=== ARTICLE ===
^^^^

In this issue, we hear stories about family, partners, mentors, and friends who cooked, grew food, and nurtured memories that have helped the tellers form their personal food histories and visions for their futures. Mimi Robinson and Tina Wolfe give us sweet recipes from their grandmothers, who inspired them toward launching food businesses. Troy Horton tells how tales from his grandparents, who watched East Oakland become a food desert, stand behind the commitment he now holds toward repairing that damage. Oakland restaurant owner Steven Day spins out a rollicking tale featuring cooks, oyster farmers, Oprah, Robert Mueller, and an official from the Alameda County Sheriff’s Office—all people who helped him along a personal path that surprisingly led back to teaching this fall. We also meet people on two coasts working creatively toward zero waste in efforts to rid our world of the pollution caused by plastics. All have been inspired to make their worlds better—and sweeter—both for themselves and those around them.

^^^^

=== DATA ===
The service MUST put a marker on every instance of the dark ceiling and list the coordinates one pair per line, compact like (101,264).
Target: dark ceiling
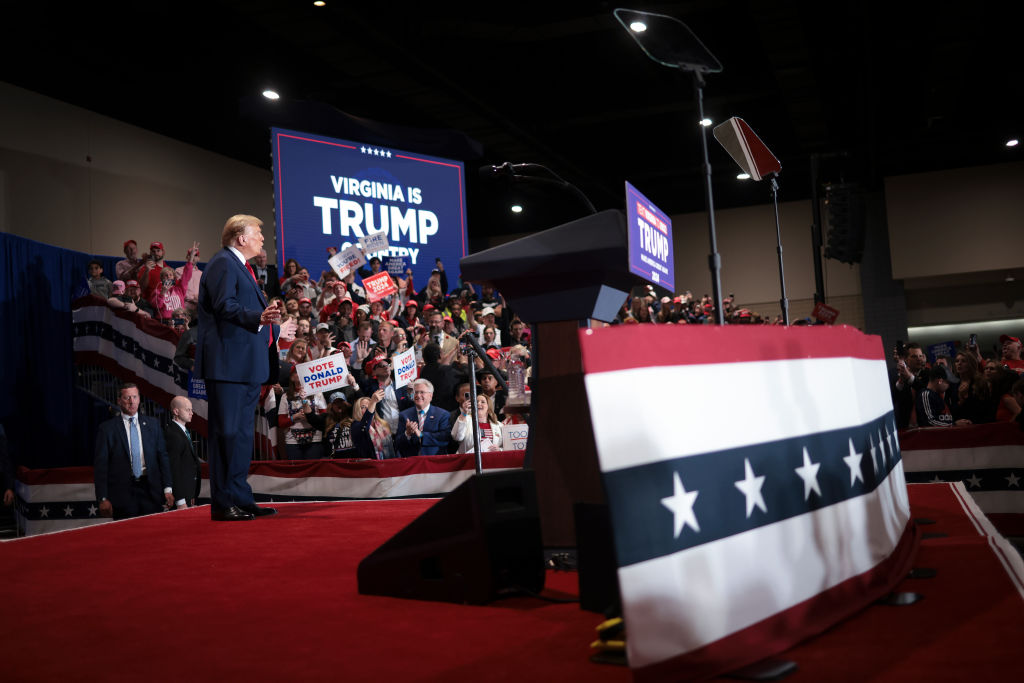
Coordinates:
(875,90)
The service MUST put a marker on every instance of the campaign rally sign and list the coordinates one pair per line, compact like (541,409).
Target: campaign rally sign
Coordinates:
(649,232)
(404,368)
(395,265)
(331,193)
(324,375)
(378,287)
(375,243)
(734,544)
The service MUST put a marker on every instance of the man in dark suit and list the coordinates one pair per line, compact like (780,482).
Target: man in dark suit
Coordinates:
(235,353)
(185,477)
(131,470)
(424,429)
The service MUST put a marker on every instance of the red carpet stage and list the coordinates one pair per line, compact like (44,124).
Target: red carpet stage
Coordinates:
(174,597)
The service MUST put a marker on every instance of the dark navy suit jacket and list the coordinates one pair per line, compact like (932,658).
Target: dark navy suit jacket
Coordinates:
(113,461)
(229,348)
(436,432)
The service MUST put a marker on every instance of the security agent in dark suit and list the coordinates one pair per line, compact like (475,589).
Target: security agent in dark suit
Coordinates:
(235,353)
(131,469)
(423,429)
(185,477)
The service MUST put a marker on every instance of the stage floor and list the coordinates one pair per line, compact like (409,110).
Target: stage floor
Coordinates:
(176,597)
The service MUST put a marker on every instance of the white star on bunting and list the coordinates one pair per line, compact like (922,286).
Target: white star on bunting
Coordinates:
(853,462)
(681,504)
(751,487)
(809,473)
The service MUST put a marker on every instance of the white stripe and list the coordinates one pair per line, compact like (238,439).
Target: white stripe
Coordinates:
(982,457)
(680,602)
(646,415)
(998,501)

^^^^

=== REQUIREMENTS ===
**1)** Locate every line in the listing that contains the string "agent", and copy each of those lines.
**2)** Pick up the food-stories introduction after its last sentence and continue it for a short paragraph.

=== FINAL ANSWERS ===
**1)**
The service MUST put a marker on every instance of the security agent in dark suit and list the coordinates one pair per line, compact like (475,589).
Target: security agent in dark suit

**2)**
As the earth tilts our northern hemisphere away from the sun, we enter that time when—in those normal times we now enshrine—we would gather for a few of those long, dark nights to share food, gifts, stories, songs, and good cheer. With those gatherings now deemed too dangerous, it’s easy to drift into a sort of wild darkness unseen in most of our lifetimes, but there are so many ways we can bring cheer to our smaller tables as we reach out and make connections. We hope the stories in this issue offer you much companionship, sweetness, and light.